Reproduce verbatim every line of the records below, from the line holding "Task: in the photo above, where can the nose" through the final line of the records, both included.

Source data:
★ ★ ★ ★ ★
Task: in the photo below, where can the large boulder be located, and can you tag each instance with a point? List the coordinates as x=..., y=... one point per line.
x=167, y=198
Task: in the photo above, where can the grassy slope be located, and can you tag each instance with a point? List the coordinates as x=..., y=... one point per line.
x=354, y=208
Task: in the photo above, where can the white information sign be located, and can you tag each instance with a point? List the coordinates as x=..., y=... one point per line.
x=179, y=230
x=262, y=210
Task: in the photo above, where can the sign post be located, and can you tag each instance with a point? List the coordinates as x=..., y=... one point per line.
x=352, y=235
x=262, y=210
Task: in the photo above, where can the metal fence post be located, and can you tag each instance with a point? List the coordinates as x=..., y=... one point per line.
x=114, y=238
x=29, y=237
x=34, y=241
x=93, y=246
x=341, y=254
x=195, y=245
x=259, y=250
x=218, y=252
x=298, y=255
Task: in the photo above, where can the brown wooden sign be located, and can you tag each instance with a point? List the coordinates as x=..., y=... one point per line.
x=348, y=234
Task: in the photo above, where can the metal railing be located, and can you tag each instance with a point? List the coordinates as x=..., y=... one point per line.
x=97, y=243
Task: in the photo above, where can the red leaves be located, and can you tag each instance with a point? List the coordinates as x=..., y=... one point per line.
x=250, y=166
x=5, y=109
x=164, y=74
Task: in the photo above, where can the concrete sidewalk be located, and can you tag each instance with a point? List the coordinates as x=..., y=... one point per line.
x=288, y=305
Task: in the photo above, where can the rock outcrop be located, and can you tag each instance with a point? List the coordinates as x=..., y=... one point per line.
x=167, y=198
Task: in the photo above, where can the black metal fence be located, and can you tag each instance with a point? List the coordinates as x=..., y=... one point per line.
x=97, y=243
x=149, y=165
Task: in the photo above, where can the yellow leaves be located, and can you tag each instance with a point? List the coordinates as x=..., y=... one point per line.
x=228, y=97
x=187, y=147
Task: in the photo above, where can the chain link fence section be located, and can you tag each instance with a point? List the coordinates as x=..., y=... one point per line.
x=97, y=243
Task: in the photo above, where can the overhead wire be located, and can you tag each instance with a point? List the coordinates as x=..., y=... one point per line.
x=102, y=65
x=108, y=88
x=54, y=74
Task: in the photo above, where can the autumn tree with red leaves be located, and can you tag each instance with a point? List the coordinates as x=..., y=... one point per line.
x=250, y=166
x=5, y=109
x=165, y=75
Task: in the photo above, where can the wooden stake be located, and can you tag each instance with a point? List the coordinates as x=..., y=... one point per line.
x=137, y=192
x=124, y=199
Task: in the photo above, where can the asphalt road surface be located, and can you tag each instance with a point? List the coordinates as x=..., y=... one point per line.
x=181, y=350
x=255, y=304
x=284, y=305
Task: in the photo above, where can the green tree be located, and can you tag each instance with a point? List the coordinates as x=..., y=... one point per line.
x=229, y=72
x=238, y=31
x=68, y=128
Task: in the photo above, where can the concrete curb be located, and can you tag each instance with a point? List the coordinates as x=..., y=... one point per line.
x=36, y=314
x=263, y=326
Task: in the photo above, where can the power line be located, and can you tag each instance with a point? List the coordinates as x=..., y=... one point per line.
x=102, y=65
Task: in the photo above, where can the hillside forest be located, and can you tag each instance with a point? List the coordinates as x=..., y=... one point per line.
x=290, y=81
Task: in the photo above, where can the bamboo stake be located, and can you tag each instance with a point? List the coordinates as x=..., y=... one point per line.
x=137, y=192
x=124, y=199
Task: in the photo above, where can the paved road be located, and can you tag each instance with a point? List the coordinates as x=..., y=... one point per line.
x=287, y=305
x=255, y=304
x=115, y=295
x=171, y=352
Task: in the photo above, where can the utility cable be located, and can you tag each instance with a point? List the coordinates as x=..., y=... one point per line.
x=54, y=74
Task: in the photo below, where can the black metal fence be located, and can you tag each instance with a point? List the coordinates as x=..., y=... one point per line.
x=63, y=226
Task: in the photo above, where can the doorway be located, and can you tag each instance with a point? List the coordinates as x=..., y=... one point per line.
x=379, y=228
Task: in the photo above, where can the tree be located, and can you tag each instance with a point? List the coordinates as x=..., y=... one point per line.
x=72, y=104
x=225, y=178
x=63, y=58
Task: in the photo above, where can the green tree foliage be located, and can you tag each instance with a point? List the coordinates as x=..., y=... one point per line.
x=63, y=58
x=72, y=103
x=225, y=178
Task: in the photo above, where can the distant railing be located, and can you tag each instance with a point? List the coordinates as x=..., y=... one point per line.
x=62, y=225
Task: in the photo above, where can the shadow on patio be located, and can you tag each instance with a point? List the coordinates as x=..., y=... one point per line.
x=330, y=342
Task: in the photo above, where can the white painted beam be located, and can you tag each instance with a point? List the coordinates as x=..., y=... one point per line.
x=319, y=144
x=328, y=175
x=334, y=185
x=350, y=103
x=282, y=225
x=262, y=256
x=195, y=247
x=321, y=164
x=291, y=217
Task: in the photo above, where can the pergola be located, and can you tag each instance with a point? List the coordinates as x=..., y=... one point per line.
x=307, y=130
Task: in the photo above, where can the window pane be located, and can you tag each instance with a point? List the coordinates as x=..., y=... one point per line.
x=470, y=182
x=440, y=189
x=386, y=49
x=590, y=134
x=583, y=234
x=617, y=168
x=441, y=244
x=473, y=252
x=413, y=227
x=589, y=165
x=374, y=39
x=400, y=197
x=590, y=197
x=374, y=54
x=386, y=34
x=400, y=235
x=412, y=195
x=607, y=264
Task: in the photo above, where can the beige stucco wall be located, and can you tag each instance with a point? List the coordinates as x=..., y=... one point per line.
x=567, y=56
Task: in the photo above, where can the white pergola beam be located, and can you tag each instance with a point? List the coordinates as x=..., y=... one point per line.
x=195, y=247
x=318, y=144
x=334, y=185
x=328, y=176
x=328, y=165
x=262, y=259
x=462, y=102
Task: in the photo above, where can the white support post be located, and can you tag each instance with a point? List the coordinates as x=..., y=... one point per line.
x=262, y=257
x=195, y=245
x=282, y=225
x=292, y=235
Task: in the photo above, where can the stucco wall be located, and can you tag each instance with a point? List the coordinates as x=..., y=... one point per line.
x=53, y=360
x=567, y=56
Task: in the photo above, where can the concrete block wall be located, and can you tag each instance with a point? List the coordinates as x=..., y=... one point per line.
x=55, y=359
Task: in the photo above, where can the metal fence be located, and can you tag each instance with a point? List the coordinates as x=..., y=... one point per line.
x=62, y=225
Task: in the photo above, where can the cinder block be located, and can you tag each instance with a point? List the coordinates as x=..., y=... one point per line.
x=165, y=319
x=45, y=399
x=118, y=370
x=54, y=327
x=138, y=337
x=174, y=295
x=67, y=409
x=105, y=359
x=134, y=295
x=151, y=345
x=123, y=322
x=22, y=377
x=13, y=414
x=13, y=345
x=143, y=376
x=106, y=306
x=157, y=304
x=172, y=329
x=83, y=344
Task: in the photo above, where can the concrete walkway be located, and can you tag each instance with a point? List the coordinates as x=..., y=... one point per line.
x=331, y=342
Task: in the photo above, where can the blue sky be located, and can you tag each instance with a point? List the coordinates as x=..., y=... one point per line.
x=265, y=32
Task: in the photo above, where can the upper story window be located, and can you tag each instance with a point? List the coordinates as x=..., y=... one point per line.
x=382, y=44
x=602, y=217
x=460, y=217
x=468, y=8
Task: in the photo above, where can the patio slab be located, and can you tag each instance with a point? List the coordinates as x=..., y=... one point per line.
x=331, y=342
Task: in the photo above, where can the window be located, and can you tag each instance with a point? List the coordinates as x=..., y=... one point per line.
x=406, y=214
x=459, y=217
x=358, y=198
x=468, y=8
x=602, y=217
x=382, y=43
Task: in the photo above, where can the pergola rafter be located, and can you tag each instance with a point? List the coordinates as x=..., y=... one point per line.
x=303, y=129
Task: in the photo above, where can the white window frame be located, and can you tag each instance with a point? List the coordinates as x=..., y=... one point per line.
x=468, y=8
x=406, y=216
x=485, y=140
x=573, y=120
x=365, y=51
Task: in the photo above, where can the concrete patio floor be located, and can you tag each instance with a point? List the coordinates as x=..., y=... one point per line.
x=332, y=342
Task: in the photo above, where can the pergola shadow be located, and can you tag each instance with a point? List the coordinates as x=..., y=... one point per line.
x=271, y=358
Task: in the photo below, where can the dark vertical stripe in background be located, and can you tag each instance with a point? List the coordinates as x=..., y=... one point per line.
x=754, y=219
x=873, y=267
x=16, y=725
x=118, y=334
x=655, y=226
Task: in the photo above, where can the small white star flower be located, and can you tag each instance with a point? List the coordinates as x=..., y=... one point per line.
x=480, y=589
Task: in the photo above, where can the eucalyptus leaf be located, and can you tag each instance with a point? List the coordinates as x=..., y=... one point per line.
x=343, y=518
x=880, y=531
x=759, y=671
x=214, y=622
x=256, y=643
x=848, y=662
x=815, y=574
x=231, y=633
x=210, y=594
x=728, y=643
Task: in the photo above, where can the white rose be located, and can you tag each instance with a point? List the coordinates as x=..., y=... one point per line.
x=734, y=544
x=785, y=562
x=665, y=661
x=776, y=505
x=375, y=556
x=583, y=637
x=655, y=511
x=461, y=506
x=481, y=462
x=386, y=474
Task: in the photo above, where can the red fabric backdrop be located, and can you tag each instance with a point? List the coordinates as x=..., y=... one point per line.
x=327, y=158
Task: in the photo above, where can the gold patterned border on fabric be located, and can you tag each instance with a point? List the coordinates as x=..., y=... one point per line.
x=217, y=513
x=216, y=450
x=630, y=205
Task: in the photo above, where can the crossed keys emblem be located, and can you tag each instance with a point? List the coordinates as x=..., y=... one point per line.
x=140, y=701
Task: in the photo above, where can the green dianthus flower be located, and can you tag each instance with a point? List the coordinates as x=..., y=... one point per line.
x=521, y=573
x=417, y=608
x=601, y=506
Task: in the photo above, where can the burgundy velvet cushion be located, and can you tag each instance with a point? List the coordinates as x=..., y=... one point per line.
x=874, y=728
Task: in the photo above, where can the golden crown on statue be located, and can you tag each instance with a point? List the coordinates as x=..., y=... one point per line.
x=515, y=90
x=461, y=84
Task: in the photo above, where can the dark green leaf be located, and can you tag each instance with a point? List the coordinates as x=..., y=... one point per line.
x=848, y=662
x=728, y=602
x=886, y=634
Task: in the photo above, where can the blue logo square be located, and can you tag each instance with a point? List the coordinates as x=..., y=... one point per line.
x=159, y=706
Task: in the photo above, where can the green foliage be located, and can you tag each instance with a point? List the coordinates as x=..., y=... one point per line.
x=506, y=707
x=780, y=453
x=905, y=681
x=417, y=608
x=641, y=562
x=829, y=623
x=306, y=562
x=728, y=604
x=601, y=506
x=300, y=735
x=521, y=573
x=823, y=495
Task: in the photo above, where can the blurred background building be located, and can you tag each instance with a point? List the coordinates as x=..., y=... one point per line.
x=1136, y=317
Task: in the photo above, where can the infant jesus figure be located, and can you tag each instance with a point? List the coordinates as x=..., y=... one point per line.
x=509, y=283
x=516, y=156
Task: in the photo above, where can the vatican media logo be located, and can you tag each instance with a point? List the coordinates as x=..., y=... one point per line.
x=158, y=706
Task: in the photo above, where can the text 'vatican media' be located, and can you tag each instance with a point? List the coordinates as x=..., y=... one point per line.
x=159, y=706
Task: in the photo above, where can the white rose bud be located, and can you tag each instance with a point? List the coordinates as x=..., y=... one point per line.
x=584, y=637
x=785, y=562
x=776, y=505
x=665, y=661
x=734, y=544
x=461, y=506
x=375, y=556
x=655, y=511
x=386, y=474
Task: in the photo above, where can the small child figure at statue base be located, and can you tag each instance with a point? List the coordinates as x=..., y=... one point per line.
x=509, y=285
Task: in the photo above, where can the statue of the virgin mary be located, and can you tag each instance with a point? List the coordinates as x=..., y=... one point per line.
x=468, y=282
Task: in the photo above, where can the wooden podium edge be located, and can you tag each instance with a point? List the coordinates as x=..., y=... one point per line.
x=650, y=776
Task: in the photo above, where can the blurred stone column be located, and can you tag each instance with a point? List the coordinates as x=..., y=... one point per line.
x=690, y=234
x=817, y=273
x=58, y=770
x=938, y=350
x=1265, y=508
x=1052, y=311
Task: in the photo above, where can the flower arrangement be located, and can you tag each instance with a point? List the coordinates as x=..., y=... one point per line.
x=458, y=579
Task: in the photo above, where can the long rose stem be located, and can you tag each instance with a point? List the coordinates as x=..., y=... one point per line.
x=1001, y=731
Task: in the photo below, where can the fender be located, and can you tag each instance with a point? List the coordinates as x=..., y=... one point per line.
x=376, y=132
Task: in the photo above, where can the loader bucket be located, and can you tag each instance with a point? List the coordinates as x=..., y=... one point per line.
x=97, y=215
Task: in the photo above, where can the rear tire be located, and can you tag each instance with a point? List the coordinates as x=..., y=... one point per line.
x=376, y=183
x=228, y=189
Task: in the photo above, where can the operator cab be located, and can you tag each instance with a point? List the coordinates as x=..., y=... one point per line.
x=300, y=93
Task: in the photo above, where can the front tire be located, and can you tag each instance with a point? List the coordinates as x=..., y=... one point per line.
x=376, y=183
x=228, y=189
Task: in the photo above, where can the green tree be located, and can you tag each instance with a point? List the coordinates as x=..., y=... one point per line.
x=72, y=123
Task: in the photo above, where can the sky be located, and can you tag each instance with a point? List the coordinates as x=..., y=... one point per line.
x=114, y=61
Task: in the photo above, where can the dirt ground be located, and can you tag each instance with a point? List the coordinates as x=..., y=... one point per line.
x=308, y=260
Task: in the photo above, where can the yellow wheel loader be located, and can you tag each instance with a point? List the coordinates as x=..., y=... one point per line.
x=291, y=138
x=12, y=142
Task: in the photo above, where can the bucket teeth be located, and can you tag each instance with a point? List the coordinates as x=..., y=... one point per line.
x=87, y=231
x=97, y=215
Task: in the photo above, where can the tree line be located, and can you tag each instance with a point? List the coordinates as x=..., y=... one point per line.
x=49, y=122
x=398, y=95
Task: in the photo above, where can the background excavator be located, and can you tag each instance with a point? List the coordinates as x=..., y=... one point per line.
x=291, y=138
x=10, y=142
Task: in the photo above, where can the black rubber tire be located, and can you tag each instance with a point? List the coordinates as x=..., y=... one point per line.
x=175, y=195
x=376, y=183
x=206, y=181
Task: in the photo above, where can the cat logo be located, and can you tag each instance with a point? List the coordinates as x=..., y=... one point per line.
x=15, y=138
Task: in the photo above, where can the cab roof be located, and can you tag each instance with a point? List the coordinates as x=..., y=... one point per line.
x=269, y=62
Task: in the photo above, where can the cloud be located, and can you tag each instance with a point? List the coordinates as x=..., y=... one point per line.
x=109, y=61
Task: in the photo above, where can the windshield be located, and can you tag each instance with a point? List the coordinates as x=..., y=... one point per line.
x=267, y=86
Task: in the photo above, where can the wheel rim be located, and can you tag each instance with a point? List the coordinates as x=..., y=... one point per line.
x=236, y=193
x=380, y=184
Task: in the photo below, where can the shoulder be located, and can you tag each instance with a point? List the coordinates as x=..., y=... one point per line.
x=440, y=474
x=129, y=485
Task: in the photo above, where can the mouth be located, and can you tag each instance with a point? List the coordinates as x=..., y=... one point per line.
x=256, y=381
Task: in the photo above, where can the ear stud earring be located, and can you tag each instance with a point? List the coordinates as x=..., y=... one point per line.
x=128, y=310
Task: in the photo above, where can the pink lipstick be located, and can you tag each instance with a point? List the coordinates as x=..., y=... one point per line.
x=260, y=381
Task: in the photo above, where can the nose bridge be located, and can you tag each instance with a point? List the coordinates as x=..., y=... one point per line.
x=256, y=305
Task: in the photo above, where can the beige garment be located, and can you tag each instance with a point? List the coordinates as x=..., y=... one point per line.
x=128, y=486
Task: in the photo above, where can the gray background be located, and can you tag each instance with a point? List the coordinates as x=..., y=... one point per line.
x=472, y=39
★ ★ ★ ★ ★
Answer:
Task: in the photo above, where can the nose bridge be located, and can you tag each instance with a point? List the coordinates as x=..., y=... one point per line.
x=256, y=305
Task: in the photo above, where can the beige garment be located, and can you tag each instance with a point? List the coordinates as x=..., y=... one point per line.
x=128, y=486
Task: in the photo above, where can the gray background be located, and can you tag each instance with a point? List the coordinates as x=..., y=... one point per line.
x=472, y=39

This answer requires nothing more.